• **Text shown**:
5 Keys to Motivating Your Leasing Staff

Like it or not, if you’re in charge of leasing an apartment, then you’re in sales.  And being a salesperson is 100% mental.  If we’re happy, we’ll push our limits to be as positive and outgoing as we can with as many prospects as possible.  If we’re upset, we’re going to mentally check out – we can’t help it.  Here are five keys to ensuring a highly engaged and highly performing leasing team.

  1. Get the right people in the right positions on your team.  Great leasing assistants will produce great results, and they’ll inspire greatness amongst your team.  Do whatever you can to find and keep these people at your apartment community.  If you have a good person who is not signing leases, then determine whether you have him or her working at the right time or if you are distracting that person with too much paperwork.  On the other end of the scale, a poor leasing assistant will predictably yield poor results.  Worse, they will drag the rest of your team down with them.  They’ll monopolize your time and prohibit you from focusing on making your great leasing assistants better.  Cut out the cancer as soon as you get the chance.

  2. Pay your leasing staff fairly but in line with the company’s goals.  The more a leasing assistant can make when he signs a lease, the more motivation he’ll have to stay on his game.  That’s obvious.  But make sure that the salesperson’s compensation is 100% in-line with your bottom line.  A few years back, a boss of mine announced a contest in which we would be awarded a bonus on our sales if we surpassed a particular target.  By the end of the term, we had more than doubled the goal.  When I showed up with a huge smile for the bonus check, I was surprised to see him not so happy.  The problem rested in the actual rules and goals of the contest – they weren’t set up exactly in line with the goals of the company.  We had dramatically increased sales, but the contest never addressed the costs that came with those sales.

    The lesson is to make sure that you take rent concessions into account when you develop bonuses.  It’s much easier to rent an apartment with a great special than it is to rent the same unit at the regular rent price… make sure that you compensation package reflects that.  You’d be surprised to see how well your leasing staff can sell the added value of the regular priced unit over the one that’s being discounted.

• **Entries provided**:
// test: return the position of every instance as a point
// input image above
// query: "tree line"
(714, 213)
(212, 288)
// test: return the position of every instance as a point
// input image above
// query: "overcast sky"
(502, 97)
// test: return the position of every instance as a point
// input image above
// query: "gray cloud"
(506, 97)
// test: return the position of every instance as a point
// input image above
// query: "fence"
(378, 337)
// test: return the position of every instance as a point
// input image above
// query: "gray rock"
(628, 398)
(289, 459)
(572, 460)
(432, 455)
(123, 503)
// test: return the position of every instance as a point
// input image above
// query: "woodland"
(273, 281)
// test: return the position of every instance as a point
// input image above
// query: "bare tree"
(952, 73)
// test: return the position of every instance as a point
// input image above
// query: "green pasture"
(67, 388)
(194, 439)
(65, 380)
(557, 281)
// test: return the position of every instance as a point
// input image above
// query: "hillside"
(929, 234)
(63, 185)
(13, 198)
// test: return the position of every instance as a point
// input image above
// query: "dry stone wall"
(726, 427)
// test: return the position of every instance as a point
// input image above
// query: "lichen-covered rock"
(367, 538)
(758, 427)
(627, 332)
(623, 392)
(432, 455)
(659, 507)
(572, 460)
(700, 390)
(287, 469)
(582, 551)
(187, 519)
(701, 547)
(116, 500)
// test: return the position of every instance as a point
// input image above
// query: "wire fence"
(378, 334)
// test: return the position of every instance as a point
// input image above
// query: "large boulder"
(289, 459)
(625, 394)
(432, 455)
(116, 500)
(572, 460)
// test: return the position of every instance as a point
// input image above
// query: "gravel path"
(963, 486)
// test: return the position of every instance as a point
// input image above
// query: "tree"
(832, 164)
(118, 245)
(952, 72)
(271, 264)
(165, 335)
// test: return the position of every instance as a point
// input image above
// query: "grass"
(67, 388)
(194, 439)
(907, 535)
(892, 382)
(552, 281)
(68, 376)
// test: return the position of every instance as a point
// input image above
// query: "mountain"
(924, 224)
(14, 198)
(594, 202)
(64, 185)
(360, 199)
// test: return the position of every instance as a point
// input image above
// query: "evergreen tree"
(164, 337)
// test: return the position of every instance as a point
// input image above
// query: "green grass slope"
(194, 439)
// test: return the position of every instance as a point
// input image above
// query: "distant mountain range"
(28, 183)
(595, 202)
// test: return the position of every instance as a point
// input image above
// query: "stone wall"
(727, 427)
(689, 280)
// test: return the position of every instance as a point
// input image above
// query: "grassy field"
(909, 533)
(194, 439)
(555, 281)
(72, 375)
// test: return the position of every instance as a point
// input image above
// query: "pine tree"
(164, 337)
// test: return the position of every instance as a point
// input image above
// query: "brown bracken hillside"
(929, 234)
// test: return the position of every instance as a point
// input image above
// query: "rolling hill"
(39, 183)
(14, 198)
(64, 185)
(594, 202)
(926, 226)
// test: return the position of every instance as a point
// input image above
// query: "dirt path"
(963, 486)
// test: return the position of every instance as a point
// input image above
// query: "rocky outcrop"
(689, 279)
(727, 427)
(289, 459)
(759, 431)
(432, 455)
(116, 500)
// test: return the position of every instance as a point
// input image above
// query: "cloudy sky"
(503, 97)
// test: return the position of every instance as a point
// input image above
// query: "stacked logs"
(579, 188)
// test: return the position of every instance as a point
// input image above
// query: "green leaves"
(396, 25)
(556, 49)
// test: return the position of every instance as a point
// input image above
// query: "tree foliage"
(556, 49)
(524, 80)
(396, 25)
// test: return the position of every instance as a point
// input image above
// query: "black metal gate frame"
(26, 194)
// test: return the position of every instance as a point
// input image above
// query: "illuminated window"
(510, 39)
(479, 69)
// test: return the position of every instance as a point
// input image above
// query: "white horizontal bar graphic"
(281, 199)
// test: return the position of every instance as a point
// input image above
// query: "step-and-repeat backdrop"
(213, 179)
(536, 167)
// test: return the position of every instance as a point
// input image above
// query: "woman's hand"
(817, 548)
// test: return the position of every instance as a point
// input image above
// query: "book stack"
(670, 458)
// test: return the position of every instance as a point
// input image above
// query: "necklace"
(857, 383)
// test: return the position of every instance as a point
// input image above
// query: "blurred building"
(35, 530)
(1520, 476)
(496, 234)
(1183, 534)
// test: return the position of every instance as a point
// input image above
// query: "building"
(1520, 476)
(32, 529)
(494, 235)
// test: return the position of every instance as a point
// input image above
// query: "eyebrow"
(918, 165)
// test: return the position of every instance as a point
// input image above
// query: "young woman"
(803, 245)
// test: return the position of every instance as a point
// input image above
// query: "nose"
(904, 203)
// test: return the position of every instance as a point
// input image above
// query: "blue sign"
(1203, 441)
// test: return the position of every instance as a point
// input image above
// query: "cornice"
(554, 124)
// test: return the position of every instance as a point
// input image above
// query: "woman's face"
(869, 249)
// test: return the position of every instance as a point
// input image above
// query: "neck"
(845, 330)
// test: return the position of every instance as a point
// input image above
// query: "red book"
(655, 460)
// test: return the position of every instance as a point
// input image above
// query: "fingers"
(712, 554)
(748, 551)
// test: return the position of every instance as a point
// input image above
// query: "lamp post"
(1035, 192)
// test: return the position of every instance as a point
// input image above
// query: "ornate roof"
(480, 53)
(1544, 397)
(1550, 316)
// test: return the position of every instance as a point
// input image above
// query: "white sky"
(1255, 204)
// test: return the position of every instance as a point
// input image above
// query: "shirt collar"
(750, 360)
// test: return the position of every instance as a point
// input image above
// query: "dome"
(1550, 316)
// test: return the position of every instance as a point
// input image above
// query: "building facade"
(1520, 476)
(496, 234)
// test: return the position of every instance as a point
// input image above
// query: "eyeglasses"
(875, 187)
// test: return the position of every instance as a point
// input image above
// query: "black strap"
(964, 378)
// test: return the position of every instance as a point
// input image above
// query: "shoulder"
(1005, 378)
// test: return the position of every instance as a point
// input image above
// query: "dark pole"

• **List of tasks**:
(1) Answer these questions about the article on motivating leasing staff, one line each:
(a) What percentage mental does the introduction say being a salesperson is?
(b) Under the first key, what will a poor leasing assistant predictably yield?
(c) In the bonus contest story, by how much had the team surpassed the goal by the end of the term?
(2) Extend the article on motivating leasing staff, picking up right after its final sentence.

• **Answers by task**:
(1)
(a) 100%
(b) Poor results
(c) They had more than doubled it

(2)
  3. Reward good performance.  Remember, it takes a certain amount of ego to sell.  Your leasing staff endures some pretty rough treatment, and it’s that ego that allows them to persevere.  So help build it up!  Write them thank you notes, or just tell them thank you.  Put a gift card in an envelope for them after a big week.  Send them to an overly extravagant dinner every once in a while.  You’d be amazed at the amount of loyalty and hard work a few of these intangibles will yield.  And when you think about the added productivity, you’d be surprised at how little it costs.

  4. Contain negative conversations.  Every apartment community has to deal with outstanding rents, maintenance issues, or bad news in general.  Do your best to limit these discussions to short, preferably end of the week, meetings.  Get your point across, but don’t let bad news get into your leasing assistants’ heads.

  5. Eliminate distractions.  Every minute a leasing assistant spends working on paperwork is a minute that your company is stagnant.  Do whatever you can to pull paperwork responsibilities from your sales team.  Set meetings early in the morning when prospective renters are less likely to show up at your apartment community.  Make sure that your maintenance staff knows to keep your leasing staff out of the office gossip.  Take whatever steps necessary to keep your team focused and leasing up your apartment community.